# Fried Bluefish



## HuskyMD (May 19, 2000)

I caught 2 bluefish at Point Lookout the other night (16" to the fork and 20" to the fork) that were pretty fat for bluefish so I decided to take them home and eat them. I'm used to grilling them with a hickory plank. Only, due to marital separation, I don't have a grill right now. So, I needed a different method to cook them. I found a recipe online for frying them in a pan. I gave it a try and really liked it - a lot.

I filleted the bluefish. I floured it on both sides. I then put sea salt, freshly ground black pepper, garlic powder and paprika on it. Then I dipped it in evaporated milk. I noticed a lot of the garlic and paprika came off in the milk, so I put more on the fish. I then put the fish in corn flour. I then fried the fish in vegetable oil. 

It was delicious!

I don't usually keep bluefish. I've always thought it was a very fishy tasting fish. Heard if you do keep it, make sure you bleed it out. Hogwash. I didn't bleed it out, ate it 24 hours after cleaning it. Still very tasty.


----------



## John Smith_inFL (Nov 22, 2009)

I agree. I have eaten many Bluefish fried !! Also smoked in the smoker .....
I know they have a bad rap, but each to their own. Personally, I like the 3-5 pounders.


----------



## surfmom (Nov 3, 2012)

I filleted some last week and stuck them in milk for about an hour. Then used blackened seasoning and grilled. They were delicious. I didnt freeze them just kept them cold. We clean them right at the beach


----------



## Gearhead (Nov 13, 2013)

I bleed them and later filet them when I get done fishing, then I or we have always prepared them like this =coat the blue fish with *DUKES mayonnaise* and fold up in tin foil and just throw them on a grill ,fire or in the oven . EASY and delicious !!!

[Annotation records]
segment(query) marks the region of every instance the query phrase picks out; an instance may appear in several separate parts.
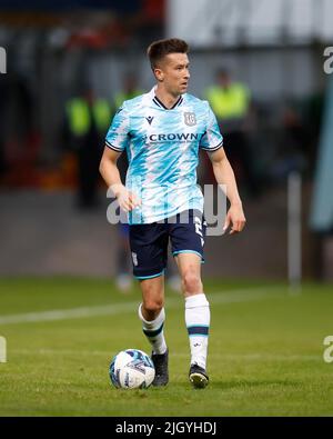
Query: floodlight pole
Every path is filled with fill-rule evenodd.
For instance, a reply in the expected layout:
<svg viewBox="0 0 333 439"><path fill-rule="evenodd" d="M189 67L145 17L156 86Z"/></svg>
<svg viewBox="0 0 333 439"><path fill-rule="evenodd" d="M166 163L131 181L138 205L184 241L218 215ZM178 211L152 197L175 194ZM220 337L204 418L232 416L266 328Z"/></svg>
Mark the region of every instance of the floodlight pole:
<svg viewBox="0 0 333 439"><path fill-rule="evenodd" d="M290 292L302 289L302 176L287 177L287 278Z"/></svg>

* * *

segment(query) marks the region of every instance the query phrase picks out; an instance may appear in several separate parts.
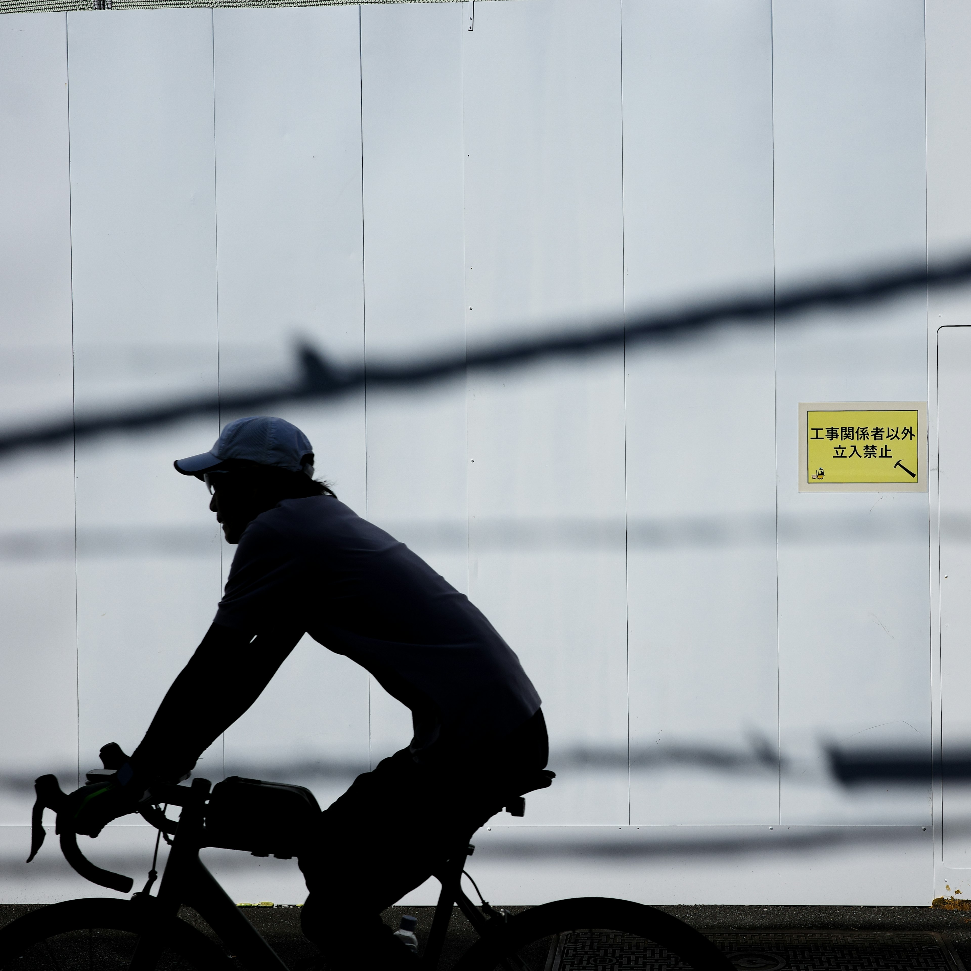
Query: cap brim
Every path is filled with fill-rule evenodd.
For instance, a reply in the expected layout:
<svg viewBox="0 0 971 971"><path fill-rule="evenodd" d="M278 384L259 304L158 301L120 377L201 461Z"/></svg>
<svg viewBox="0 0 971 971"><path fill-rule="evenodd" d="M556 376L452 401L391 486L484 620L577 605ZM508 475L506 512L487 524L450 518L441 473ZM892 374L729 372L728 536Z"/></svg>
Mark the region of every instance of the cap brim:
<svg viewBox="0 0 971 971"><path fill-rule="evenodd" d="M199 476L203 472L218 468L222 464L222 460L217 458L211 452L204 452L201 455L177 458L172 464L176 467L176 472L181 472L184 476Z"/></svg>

Exercise 1 -> In the bluefish thread, what seasonings does HuskyMD put on the floured fillets before dipping them in evaporated milk?
Exercise 2 -> In the bluefish thread, what size of bluefish does John Smith_inFL say he personally likes?
Exercise 3 -> Proceed with the bluefish thread, picking up after Gearhead's post about coating the fish in mayonnaise.

Final result 1 -> Sea salt, freshly ground black pepper, garlic powder, and paprika.

Final result 2 -> The 3-5 pounders.

Final result 3 ->
----------



## surfmom (Nov 3, 2012)

Yum I'll have to try that one next


----------



## Gearhead (Nov 13, 2013)

Gearhead said:


> I bleed them and later filet them when I get done fishing, then I or we have always prepared them like this =coat the blue fish with *DUKES mayonnaise* and fold up in tin foil and just throw them on a grill ,fire or in the oven . EASY and delicious !!!


 The oils and fats of the mayonnaise melts down into the meat and doesn't really have a mayonnaise taste when done .


----------



## Windjinx (Oct 15, 2011)

Yes, fried bluefish is good. Also good made as a substitute for crab meat in crab cakes. Taking care of the bluefish is the key from the time you land it. Agreed. No need to bleed. Bluefish are somewhat perishable in my option. Ice immediately. Fillet and skin. Fillets do hold well in the refrigerator for a days. Absolutely, do not freeze if you plan to eat them. The larger ones 3+ lbs trim out the dark meat. Smoked they are great, just rarely have the time to do them that way.


----------



## ez2cdave (Oct 13, 2008)

Windjinx said:


> Absolutely, do not freeze if you plan to eat them.


AMEN . . . Agreed 100% !!!

True for any Dark, Oily Fish . . . Mackerel is another example.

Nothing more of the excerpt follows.